- _WHAT IS EXPECTED_:
Can you reproduce, word for word, the passage of the dendritic cell abstract below that opens with the words containing "Human Tumor-Infiltrating Dendritic" and closes with "30;11(8):1082. doi: 10.3390/cancers11081082."?
##### GIVEN TEXT
Human Tumor-Infiltrating Dendritic Cells: From in Situ Visualization to High-Dimensional Analyses

Cancers (Basel). 2019 Jul 30;11(8):1082. doi: 10.3390/cancers11081082.


The interaction between tumor cells and the immune system is considered to be a dynamic process. Dendritic cells (DCs) play a pivotal role in anti-tumor immunity owing to their outstanding T cell activation ability. Their functions and activities are broad ranged, triggering different mechanisms and responses to the DC subset. Several studies identified in situ human tumor-infiltrating DCs by immunostaining using a limited number of markers. However, considering the heterogeneity of DC subsets, the identification of each subtype present in the immune infiltrate is essential. To achieve this, studies initially relied on flow cytometry analyses to provide a precise characterization of tumor-associated DC subsets based on a combination of multiple markers. The concomitant development of advanced technologies, such as mass cytometry or complete transcriptome sequencing of a cell population or at a single cell level, has provided further details on previously identified populations, has unveiled previously unknown populations, and has finally led to the standardization of the DCs classification across tissues and species. Here, we review the evolution of tumor-associated DC description, from in situ visualization to their characterization with high-dimensional technologies, and the clinical use of these findings specifically focusing on the prognostic impact of DCs in cancers.

Keywords: RNA-seq; cytometry; dendritic cells; immune signatures; prognosis; single cell RNA-seq.
##########
##### RECORDS SUPPLIED
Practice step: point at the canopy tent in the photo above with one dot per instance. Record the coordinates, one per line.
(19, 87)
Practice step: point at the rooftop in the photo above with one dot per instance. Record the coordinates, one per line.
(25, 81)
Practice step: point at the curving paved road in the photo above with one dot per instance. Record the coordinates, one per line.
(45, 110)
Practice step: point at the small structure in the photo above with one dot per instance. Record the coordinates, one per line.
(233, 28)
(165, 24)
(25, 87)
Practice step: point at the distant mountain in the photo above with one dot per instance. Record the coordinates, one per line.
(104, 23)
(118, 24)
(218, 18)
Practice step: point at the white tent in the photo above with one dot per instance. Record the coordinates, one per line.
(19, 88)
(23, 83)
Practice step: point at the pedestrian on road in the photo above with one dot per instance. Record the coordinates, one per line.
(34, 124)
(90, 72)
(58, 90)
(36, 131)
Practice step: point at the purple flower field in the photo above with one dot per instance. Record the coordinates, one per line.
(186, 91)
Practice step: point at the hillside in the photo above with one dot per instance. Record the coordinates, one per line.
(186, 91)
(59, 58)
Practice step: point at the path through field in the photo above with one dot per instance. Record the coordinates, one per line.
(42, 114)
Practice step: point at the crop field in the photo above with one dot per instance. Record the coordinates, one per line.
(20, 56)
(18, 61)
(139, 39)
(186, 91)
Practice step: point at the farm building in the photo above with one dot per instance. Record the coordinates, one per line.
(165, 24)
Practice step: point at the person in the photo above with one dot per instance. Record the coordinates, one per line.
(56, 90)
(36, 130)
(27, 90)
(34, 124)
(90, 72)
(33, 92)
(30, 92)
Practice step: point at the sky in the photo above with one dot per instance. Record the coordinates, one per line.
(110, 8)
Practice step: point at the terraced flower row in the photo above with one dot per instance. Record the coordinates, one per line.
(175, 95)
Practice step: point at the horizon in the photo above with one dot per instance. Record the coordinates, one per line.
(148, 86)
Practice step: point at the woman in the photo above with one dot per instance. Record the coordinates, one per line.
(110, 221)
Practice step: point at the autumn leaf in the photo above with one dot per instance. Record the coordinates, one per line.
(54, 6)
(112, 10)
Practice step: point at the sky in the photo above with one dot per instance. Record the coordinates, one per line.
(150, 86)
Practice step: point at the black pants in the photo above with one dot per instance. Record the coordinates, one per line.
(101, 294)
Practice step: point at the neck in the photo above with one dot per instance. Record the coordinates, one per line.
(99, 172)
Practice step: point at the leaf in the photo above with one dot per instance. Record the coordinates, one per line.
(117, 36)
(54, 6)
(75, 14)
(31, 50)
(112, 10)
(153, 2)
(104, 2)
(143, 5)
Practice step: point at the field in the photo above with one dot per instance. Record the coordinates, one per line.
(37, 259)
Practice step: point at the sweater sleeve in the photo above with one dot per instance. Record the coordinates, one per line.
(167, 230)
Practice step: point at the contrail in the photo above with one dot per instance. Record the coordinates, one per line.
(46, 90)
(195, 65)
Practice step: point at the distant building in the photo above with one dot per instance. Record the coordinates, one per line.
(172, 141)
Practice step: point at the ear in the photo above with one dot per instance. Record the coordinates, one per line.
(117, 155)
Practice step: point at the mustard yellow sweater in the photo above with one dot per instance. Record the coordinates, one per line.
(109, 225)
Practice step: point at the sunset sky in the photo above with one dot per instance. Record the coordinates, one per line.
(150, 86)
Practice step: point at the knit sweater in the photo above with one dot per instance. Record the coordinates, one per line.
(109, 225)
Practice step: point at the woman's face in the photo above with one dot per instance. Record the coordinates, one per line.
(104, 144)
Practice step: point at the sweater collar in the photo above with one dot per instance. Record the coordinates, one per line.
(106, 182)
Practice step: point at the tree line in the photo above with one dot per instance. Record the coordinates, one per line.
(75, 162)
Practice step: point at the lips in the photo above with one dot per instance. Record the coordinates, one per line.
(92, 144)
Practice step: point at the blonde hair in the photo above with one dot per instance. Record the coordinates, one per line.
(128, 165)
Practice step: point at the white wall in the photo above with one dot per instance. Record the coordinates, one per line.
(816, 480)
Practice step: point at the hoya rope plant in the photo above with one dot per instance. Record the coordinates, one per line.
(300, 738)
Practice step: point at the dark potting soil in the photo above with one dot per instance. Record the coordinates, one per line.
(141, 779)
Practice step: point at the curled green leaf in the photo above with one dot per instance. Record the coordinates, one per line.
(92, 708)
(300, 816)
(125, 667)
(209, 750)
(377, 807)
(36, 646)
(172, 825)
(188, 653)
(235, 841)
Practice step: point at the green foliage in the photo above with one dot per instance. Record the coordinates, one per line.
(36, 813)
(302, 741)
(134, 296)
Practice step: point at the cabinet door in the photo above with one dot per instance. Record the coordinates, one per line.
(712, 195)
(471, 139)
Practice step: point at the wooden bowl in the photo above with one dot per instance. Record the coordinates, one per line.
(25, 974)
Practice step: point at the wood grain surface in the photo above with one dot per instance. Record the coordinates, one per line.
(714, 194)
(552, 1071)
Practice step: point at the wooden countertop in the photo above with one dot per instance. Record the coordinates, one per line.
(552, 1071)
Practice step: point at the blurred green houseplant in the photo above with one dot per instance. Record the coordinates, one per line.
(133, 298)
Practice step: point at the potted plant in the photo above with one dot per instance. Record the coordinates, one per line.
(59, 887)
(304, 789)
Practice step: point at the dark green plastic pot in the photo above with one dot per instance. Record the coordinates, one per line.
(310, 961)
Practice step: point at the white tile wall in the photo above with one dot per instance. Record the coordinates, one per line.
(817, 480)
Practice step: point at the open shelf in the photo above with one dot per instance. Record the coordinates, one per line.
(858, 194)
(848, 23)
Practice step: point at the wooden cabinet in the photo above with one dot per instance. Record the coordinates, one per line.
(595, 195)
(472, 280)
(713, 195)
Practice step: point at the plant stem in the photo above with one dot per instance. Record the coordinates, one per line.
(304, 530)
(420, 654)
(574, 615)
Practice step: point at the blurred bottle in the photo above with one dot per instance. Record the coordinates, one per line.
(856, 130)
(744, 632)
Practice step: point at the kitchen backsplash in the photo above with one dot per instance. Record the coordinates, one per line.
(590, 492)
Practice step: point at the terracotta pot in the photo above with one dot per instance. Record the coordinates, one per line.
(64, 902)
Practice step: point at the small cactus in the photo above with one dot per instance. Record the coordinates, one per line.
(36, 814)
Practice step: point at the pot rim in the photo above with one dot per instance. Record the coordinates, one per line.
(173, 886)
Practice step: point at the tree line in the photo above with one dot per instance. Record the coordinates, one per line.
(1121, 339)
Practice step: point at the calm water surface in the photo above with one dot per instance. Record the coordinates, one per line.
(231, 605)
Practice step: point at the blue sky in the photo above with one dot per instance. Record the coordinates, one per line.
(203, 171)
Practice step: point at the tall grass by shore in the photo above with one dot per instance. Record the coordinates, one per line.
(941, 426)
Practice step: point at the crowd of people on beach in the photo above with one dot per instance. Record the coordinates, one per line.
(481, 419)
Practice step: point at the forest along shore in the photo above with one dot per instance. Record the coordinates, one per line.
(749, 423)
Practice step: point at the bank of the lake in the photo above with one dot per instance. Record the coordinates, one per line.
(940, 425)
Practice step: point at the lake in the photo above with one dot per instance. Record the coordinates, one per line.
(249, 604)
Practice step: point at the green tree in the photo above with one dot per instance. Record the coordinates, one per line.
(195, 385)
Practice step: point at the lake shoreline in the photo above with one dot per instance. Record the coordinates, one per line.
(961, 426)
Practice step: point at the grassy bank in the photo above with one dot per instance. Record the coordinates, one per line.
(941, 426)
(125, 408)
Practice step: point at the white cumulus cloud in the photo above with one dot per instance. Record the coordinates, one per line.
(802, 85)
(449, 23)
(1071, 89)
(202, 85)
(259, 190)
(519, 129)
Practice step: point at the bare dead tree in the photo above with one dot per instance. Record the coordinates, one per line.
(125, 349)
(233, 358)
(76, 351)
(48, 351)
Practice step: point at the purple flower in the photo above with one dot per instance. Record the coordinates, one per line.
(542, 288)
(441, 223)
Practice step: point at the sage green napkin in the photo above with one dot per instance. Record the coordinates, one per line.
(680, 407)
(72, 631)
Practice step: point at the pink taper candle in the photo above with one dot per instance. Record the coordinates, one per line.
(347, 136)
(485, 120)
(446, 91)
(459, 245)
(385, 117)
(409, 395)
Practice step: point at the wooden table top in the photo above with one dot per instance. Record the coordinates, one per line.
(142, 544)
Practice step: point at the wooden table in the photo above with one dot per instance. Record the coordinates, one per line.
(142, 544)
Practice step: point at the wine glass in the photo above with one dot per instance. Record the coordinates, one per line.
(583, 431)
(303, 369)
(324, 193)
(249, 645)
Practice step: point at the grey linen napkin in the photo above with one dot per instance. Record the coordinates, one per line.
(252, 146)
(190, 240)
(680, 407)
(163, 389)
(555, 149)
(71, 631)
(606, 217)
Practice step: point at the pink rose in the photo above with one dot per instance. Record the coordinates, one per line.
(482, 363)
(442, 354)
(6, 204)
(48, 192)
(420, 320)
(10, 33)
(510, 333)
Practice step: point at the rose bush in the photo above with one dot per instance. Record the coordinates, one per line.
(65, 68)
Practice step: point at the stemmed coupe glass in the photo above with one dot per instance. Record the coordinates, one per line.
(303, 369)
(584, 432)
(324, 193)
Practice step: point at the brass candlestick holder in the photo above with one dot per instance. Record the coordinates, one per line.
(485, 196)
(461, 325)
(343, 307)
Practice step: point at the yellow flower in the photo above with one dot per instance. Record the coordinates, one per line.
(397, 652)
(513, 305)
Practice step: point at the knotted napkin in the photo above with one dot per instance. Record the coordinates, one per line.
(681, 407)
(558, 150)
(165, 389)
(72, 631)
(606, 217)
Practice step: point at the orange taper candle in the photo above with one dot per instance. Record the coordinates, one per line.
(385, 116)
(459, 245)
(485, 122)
##########
- _WRITTEN SOLUTION_:
Human Tumor-Infiltrating Dendritic Cells: From in Situ Visualization to High-Dimensional Analyses

Cancers (Basel). 2019 Jul 30;11(8):1082. doi: 10.3390/cancers11081082.